_Excerpted text_.
I think it's very likely that, overall, recording a single process is substantially more complex to implement than recording a whole VM. (With significant caveats - recording a whole VM with good performance is going to be hard and making it really useful probably is a whole load of extra code)


The site is almost unreadable on mobile. Font too thin, doesn't scale and most importantly, the contrast is way too low.


In theory (!), Goland recently added support for reverse debugging of Go code via rr:

https://youtrack.jetbrains.com/issue/GO-3831

Haven't tried it out yet myself, but I'd expect it to be at least functional. :)


How does that compare to undo.io ?


Undo has some features rr doesn't have. It supports shared memory operations. It works in virtual machines and "in cloud". It imposes less strict requirements on kernel or CPU features, for example, it works on AMD. Fundamentally, what differs UndoDB and Undo Live Recorder from rr is the architecture based on machine code instrumentation.

_Supplied information_.
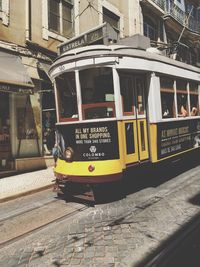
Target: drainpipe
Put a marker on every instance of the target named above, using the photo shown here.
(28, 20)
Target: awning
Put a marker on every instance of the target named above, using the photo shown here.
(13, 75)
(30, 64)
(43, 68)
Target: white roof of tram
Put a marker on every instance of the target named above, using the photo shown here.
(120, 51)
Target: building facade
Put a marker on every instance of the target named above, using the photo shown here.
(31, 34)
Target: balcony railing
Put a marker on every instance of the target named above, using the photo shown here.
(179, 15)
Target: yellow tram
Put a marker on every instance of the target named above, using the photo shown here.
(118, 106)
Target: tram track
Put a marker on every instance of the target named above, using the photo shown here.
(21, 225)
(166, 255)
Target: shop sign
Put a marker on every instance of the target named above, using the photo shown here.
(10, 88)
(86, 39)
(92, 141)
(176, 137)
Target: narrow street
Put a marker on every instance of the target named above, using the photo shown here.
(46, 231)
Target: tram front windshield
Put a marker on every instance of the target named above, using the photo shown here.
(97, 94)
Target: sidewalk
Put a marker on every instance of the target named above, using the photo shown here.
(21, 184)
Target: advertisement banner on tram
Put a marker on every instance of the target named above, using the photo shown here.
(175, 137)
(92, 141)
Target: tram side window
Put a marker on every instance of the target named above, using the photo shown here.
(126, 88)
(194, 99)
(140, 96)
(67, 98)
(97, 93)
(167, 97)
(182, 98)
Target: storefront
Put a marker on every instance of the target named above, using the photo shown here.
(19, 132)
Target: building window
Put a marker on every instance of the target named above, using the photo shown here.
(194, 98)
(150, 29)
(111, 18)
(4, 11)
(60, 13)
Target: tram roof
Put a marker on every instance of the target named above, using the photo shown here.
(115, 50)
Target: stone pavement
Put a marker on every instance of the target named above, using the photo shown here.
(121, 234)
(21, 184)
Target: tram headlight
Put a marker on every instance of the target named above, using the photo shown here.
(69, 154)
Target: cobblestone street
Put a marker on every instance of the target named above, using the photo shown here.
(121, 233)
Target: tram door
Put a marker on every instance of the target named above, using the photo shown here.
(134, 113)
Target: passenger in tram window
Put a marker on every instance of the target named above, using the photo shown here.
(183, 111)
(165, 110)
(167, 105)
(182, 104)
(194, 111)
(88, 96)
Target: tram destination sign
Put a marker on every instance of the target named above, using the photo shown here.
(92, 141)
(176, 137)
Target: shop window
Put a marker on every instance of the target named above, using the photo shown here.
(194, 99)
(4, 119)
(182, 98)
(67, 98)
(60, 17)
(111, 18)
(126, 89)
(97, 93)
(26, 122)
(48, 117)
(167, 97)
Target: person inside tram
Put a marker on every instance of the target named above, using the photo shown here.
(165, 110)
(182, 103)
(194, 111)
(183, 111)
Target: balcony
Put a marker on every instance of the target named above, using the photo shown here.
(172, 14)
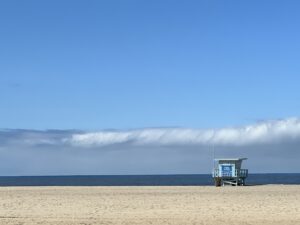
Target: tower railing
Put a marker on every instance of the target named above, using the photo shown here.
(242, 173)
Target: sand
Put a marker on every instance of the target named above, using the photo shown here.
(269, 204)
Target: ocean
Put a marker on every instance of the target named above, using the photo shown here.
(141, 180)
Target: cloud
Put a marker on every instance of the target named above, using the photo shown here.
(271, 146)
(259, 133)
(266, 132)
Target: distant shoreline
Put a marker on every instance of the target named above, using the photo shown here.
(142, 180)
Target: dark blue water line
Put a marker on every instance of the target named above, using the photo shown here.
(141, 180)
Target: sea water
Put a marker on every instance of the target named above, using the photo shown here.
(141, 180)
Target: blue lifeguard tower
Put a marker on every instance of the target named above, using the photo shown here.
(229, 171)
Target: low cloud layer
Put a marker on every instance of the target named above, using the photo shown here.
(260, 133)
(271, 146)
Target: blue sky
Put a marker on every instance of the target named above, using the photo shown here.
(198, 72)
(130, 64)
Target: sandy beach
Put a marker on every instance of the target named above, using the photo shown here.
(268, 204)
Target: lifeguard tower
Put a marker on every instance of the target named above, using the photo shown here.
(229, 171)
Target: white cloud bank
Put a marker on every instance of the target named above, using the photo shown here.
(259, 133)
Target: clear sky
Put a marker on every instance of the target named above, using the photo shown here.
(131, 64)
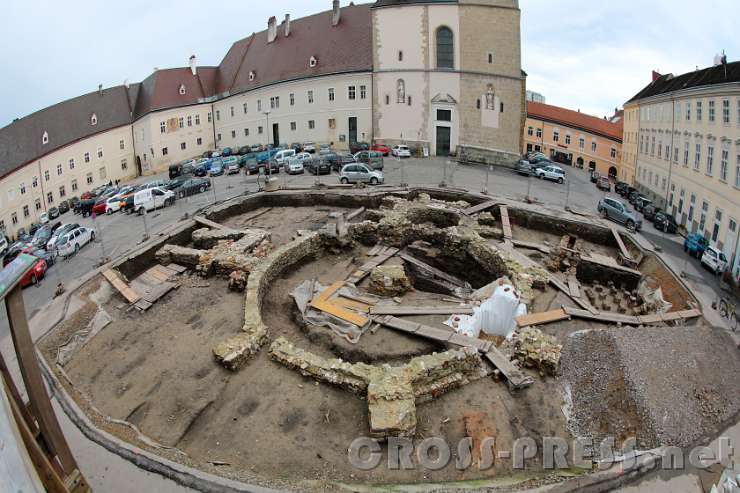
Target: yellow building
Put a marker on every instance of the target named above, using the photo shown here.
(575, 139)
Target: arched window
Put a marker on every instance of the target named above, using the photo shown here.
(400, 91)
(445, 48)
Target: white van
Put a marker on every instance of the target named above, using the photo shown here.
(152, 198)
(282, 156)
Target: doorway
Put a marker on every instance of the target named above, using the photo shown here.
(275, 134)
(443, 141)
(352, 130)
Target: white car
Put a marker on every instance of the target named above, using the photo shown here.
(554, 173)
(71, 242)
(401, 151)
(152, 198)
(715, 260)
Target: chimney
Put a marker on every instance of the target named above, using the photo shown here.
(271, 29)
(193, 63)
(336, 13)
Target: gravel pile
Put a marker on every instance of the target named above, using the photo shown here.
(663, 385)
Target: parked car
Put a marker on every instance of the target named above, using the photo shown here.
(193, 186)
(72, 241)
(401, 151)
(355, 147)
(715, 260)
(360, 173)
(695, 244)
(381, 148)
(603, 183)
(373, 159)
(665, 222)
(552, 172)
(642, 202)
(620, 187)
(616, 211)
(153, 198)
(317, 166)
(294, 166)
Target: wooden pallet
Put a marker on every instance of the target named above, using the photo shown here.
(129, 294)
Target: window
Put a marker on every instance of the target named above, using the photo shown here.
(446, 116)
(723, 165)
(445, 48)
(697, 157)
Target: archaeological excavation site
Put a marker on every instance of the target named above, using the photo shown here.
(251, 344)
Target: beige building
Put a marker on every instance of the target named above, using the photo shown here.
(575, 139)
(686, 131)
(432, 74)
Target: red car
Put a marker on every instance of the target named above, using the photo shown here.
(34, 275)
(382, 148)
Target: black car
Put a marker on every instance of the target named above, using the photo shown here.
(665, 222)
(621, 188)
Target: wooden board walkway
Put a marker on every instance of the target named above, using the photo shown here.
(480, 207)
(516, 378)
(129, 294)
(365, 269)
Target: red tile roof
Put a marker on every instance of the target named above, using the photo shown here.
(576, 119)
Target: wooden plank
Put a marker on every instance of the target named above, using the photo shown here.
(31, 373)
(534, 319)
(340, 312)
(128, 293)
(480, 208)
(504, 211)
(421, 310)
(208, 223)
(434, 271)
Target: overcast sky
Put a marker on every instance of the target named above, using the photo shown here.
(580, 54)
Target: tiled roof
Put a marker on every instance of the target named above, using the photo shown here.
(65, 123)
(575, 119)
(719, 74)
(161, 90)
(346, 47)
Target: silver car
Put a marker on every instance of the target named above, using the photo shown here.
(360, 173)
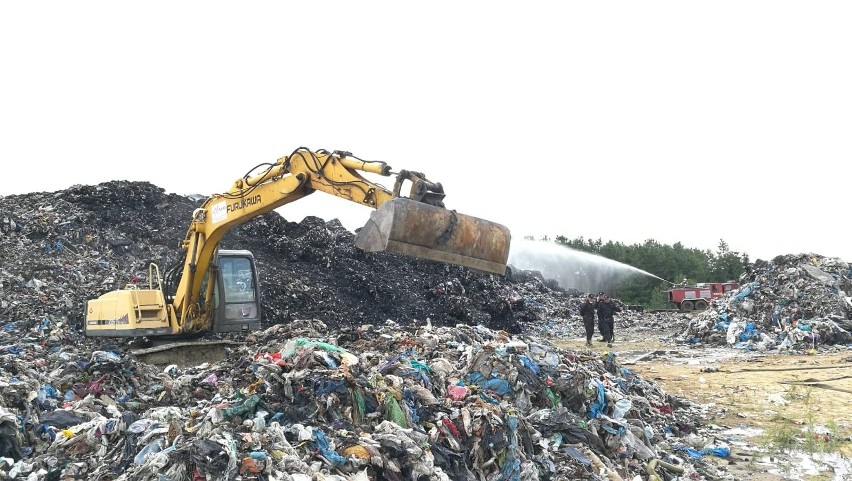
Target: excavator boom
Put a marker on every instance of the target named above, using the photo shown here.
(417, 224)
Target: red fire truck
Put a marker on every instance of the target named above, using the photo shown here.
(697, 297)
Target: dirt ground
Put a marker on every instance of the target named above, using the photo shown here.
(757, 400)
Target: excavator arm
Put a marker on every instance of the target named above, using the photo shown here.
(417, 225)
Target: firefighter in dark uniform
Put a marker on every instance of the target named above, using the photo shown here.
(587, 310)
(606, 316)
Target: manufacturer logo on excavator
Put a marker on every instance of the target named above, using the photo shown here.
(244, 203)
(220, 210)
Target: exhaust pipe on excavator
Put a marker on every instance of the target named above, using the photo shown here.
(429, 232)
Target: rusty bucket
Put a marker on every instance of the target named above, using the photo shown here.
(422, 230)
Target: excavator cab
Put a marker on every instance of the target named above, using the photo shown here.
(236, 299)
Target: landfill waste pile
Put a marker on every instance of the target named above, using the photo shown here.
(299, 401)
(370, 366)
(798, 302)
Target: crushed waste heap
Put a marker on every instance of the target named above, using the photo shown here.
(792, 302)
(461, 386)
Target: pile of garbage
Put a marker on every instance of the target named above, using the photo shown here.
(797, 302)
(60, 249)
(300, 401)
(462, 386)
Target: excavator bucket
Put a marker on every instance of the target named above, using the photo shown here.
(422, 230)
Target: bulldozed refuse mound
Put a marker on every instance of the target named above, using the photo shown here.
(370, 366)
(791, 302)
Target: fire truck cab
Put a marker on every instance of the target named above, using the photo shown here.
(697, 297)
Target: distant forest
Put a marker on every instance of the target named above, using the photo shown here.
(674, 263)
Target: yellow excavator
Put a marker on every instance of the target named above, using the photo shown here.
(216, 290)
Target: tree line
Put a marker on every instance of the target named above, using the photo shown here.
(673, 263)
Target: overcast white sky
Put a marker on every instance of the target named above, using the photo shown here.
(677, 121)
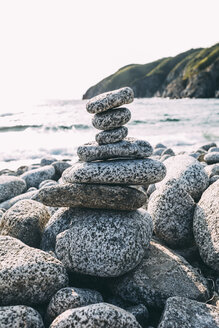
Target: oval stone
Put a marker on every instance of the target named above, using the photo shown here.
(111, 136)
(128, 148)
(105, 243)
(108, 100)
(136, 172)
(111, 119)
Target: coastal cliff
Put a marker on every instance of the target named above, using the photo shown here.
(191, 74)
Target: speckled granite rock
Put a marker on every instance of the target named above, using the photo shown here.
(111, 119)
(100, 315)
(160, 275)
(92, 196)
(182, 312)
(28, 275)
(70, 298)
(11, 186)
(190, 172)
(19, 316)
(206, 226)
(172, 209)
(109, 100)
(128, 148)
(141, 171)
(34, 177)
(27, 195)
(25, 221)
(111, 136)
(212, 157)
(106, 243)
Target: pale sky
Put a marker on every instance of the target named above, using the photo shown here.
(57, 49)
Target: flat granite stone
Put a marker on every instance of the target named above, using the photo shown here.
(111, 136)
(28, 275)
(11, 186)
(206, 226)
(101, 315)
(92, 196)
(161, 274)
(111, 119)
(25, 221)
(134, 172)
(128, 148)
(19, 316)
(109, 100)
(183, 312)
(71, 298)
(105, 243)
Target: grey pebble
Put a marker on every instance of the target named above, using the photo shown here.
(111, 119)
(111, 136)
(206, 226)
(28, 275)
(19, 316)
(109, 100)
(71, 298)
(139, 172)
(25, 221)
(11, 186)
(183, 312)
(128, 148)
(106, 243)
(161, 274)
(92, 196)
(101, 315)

==

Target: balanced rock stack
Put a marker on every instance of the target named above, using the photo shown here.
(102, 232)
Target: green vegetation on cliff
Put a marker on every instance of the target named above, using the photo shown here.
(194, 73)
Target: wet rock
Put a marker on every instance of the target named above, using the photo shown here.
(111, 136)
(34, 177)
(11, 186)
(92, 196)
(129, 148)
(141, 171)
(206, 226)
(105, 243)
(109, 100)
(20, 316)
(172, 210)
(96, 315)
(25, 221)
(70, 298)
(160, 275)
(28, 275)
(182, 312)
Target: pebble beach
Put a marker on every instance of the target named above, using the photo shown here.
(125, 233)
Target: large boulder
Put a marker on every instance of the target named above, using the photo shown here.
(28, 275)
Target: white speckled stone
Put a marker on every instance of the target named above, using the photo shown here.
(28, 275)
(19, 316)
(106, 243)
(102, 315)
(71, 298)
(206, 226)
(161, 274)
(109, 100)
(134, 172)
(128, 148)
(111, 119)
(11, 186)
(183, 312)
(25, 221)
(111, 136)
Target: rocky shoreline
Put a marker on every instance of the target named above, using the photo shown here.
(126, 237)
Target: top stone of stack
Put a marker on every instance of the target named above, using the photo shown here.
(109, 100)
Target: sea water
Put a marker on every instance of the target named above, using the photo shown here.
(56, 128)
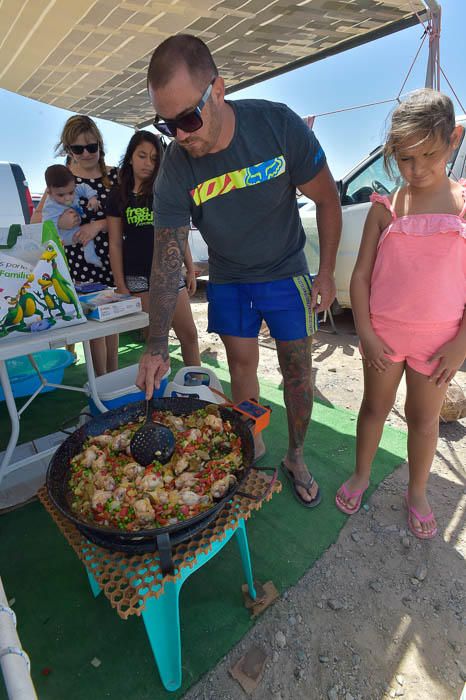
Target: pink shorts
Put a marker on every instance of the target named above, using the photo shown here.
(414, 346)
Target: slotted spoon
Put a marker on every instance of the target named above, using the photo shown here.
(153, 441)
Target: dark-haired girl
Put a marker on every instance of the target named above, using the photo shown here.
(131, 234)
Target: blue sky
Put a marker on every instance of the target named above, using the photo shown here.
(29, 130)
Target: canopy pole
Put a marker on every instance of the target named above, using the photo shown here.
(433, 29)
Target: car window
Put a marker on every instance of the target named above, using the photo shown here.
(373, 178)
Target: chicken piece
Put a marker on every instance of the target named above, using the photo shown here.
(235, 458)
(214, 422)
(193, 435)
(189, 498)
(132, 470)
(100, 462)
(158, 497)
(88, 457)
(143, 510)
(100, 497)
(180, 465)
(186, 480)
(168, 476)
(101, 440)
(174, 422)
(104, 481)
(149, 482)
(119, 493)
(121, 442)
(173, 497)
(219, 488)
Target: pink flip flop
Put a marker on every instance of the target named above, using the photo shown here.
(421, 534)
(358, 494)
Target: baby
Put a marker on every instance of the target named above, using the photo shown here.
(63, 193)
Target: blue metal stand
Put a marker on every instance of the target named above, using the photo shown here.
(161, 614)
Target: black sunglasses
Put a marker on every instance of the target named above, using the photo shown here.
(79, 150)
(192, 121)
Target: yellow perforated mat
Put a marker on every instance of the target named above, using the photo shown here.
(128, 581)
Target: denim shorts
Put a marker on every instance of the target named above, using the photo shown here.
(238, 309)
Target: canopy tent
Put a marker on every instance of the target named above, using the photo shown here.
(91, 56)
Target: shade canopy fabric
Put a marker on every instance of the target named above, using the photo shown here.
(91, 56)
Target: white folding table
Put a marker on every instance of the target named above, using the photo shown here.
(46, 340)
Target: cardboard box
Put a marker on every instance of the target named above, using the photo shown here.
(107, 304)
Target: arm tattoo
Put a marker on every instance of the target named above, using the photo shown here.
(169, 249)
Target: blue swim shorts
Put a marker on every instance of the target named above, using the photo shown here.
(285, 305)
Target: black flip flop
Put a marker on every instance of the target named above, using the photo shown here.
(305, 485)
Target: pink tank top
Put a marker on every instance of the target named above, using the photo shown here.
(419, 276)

---

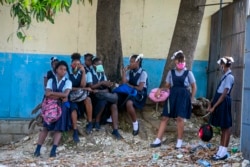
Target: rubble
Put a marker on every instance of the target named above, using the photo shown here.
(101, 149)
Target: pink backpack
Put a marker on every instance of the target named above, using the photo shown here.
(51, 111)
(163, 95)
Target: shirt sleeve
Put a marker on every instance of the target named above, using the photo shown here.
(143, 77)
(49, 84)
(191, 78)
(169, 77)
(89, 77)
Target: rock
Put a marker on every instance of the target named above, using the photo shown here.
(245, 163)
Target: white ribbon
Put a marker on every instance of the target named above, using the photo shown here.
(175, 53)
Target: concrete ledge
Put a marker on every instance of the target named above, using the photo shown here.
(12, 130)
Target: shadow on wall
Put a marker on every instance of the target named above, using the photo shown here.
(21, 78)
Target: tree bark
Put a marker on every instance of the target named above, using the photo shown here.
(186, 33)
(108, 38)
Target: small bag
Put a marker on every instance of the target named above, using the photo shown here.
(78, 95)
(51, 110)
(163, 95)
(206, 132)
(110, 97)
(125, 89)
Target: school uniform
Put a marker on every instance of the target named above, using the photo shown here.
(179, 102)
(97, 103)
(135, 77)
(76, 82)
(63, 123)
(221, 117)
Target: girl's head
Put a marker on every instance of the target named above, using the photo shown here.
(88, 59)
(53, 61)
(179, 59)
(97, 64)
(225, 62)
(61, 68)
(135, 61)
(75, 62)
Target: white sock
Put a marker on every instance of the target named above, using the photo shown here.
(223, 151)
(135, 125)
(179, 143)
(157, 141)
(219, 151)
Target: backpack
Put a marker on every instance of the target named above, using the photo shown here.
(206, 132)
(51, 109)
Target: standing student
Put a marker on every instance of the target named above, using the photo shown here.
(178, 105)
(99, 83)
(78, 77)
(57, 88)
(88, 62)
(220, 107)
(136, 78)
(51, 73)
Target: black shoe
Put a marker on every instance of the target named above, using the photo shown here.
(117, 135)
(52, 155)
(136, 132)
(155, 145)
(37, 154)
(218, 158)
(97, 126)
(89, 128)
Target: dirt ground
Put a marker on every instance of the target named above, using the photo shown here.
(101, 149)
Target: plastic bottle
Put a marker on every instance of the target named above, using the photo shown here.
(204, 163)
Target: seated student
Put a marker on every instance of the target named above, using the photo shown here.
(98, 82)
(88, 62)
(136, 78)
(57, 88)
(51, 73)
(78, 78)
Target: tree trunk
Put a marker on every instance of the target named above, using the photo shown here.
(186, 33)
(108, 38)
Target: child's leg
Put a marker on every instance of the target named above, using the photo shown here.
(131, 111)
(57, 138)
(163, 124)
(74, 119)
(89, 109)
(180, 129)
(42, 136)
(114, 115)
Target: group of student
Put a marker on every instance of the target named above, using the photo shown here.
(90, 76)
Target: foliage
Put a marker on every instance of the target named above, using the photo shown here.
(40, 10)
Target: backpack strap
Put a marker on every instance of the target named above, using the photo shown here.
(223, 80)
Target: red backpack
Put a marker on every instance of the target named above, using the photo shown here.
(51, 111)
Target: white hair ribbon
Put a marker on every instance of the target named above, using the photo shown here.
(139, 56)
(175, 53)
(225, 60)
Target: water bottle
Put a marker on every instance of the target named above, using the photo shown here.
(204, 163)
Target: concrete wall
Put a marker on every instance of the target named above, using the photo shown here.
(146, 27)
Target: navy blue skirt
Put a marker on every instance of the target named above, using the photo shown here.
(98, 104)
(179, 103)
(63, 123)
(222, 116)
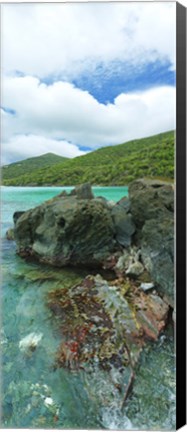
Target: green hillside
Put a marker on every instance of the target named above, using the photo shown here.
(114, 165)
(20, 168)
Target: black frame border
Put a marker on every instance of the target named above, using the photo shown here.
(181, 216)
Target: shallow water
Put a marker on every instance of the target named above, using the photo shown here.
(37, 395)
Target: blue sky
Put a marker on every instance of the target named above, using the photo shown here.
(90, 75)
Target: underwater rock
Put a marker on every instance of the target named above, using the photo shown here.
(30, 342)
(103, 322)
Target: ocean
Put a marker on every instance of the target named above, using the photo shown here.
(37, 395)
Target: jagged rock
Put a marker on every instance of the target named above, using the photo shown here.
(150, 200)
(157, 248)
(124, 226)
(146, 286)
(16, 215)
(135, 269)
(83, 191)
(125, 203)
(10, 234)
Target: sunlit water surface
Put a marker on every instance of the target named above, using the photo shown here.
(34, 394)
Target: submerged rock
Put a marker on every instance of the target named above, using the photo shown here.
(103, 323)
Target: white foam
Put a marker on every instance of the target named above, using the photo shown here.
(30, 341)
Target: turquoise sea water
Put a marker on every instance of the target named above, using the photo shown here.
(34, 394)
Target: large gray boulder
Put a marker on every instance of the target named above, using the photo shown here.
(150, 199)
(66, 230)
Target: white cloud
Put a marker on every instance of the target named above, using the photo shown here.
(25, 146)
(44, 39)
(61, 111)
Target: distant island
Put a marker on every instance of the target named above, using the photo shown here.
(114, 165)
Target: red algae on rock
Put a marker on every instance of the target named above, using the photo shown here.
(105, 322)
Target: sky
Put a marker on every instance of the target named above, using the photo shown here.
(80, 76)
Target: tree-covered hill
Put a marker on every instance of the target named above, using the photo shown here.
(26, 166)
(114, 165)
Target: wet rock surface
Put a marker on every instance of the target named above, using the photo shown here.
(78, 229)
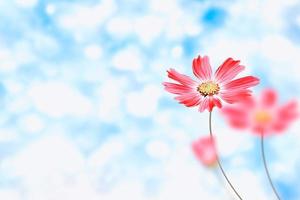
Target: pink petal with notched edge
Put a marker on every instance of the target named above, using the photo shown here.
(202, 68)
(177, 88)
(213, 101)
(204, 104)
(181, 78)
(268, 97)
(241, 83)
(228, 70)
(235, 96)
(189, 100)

_Stated goal 1_. Pull out every row above that contains the string "uniform", matching case exactly.
_Stated goal 2_. Continue the forum thread on record-and-replay debugging from its last sentence.

_Written response 1_.
Target: firefighter in dark uniform
Target: school uniform

_Written response 2_.
Actually, I think rr supports shared memory operations under some circumstances... (I'd love to have my beliefs confirmed / corrected by somebody more knowledgeable)

My understanding is that rr has some handling for read-only shared memory and for arbitrary sharing within a tree of recorded processes.

Undo's shared memory is different because it doesn't need the other process to be recorded, so you can do read/write sharing with arbitrary processes or devices.

(disclaimer: current Undo engineer)


You're correct.


rr has a similar feature set to UndoDB. rr is probably a bit more efficient during recording. However, UndoDB doesn't depend on the performance counters the way rr does, so it works in situations where those counters are unavailable (e.g. some VM guests). Also UndoDB works on ARM, but due to the way ARM implements atomics (see above) rr's approach can't work on ARM. (Until/unless we get ARM to add support for trapping on failed LL/SC.)


There is also a low level tool, disassembler and debugger, radare2 [1]. It also allows to record the session in both debug and emulation sessions and replay it[2].

[1] https://github.com/radare/radare2

[2] https://radare.gitbooks.io/radare2book/content/debugger/revd...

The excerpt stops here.